> [The request]: Edit the lines below, starting with the line containing "Does the image above contain any dark blue" and ending with the line containing "xmin=321 ymin=0 xmax=354 ymax=111". Replace "clear sky" with "cloudless sky", leave everything else unchanged, and return only that stretch of lines.

> [Records for this task]:

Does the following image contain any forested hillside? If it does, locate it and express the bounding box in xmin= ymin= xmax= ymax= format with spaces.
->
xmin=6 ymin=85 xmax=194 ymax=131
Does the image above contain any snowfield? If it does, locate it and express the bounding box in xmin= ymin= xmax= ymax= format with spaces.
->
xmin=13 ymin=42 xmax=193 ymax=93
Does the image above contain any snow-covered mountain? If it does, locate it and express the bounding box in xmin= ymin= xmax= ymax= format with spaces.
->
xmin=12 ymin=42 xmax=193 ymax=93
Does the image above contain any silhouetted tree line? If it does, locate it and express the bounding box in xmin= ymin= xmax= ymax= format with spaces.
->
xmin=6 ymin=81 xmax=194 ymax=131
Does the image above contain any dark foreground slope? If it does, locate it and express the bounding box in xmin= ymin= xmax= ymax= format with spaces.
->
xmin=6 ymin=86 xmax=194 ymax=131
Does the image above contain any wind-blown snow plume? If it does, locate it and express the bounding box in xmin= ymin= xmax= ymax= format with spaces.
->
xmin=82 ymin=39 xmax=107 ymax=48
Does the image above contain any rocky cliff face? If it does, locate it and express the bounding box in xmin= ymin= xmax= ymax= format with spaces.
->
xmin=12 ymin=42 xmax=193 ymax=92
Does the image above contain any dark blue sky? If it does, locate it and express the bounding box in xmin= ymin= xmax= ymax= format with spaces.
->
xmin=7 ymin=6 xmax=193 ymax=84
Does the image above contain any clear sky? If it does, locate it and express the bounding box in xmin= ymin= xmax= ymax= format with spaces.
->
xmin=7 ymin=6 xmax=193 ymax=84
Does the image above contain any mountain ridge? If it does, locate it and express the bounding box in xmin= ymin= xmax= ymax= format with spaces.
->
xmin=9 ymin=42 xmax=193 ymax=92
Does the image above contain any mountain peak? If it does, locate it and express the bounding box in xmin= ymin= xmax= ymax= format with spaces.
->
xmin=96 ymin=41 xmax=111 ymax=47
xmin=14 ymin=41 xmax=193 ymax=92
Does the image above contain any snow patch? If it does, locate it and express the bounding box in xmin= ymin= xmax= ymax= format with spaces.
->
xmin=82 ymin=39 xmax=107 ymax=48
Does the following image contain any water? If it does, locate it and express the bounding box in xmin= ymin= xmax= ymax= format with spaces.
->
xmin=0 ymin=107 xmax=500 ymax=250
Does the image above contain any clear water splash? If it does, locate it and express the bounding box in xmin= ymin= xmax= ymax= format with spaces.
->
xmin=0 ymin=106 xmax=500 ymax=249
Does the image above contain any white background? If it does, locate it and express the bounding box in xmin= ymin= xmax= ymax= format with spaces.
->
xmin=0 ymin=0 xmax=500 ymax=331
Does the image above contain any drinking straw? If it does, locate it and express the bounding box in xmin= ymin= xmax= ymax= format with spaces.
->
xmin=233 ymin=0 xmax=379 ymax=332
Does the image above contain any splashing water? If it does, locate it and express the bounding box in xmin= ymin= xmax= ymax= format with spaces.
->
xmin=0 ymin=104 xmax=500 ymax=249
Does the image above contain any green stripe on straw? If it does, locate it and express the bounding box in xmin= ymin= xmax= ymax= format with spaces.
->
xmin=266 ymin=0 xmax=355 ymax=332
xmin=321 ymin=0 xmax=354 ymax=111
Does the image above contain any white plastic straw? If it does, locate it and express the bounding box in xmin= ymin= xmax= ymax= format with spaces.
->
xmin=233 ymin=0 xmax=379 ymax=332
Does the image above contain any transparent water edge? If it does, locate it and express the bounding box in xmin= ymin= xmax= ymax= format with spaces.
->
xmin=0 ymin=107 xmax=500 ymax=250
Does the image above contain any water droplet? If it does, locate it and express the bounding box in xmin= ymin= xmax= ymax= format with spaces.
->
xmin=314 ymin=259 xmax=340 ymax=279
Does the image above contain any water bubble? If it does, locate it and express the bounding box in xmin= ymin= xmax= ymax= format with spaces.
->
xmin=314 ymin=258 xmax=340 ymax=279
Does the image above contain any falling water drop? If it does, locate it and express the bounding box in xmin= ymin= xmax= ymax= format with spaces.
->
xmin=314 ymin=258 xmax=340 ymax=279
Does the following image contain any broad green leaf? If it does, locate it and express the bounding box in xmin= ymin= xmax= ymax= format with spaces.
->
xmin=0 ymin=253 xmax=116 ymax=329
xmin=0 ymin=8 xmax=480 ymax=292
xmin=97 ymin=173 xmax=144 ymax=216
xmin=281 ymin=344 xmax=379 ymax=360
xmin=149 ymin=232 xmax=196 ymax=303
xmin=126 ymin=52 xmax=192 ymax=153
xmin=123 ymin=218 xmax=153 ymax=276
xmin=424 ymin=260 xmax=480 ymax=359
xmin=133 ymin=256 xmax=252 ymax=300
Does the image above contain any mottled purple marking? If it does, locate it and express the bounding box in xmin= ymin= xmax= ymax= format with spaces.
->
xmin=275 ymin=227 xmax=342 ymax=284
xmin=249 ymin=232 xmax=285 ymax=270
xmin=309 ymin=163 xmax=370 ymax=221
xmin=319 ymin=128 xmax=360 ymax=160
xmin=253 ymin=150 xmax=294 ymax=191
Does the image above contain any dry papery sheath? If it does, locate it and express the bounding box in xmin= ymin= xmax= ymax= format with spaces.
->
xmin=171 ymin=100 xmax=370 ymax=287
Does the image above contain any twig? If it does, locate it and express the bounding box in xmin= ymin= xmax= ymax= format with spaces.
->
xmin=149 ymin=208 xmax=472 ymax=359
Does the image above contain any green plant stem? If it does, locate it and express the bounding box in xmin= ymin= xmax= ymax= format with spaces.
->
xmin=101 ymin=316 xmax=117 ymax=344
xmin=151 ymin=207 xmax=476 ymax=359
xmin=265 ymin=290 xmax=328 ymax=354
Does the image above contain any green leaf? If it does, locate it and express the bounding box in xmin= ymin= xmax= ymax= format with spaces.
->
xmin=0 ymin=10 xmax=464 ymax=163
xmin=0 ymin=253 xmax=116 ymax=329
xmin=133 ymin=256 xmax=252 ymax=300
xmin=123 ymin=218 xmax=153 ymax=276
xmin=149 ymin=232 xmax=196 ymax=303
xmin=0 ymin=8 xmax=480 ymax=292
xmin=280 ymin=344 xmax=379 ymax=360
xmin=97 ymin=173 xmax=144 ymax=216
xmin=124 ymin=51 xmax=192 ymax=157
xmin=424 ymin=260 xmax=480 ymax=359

> [Response to the exercise]:
Does the image above contain any dark blue sky? If it does, locate it and express the bounding box in xmin= ymin= xmax= ymax= format with spaces.
->
xmin=7 ymin=6 xmax=193 ymax=84
Does the image above contain any cloudless sky? If it does, locate it and express the bounding box in xmin= ymin= xmax= ymax= format with spaces.
->
xmin=7 ymin=6 xmax=193 ymax=84
Does the image above contain any mountain ridge? If it does, locate it and express the bounding box in xmin= ymin= xmax= ymax= format with spaces.
->
xmin=9 ymin=42 xmax=193 ymax=92
Does the image above contain any mountain peak? If it does, locate it and express the bounding box in xmin= ymin= xmax= ymax= format with spaces.
->
xmin=96 ymin=41 xmax=111 ymax=47
xmin=14 ymin=41 xmax=193 ymax=92
Does the image above contain any snow patch? If it does, locate it and express the bounding box in xmin= ymin= xmax= ymax= format with spaces.
->
xmin=82 ymin=39 xmax=107 ymax=48
Does the following image contain any water? If it does, locate it and express the bounding box in xmin= ymin= xmax= ymax= format with spaces.
->
xmin=0 ymin=107 xmax=500 ymax=250
Does the image above contain any clear water splash? If it does, locate it and express the bounding box in xmin= ymin= xmax= ymax= format with spaces.
->
xmin=0 ymin=106 xmax=500 ymax=249
Does the image above contain any white background? If it does, locate it and express the bounding box in xmin= ymin= xmax= ymax= format with spaces.
->
xmin=0 ymin=0 xmax=500 ymax=331
Does the image above contain any drinking straw? If it does, locate it and express the bounding box in xmin= ymin= xmax= ymax= format with spaces.
->
xmin=233 ymin=0 xmax=379 ymax=332
Does the image above contain any splashing water? If it does, locate it and express the bounding box in xmin= ymin= xmax= ymax= format with spaces.
->
xmin=0 ymin=104 xmax=500 ymax=249
Does the image above contain any green stripe on straw? If it does, locate it and express the bounding box in xmin= ymin= xmax= ymax= format with spaces.
->
xmin=266 ymin=0 xmax=355 ymax=332
xmin=321 ymin=0 xmax=354 ymax=111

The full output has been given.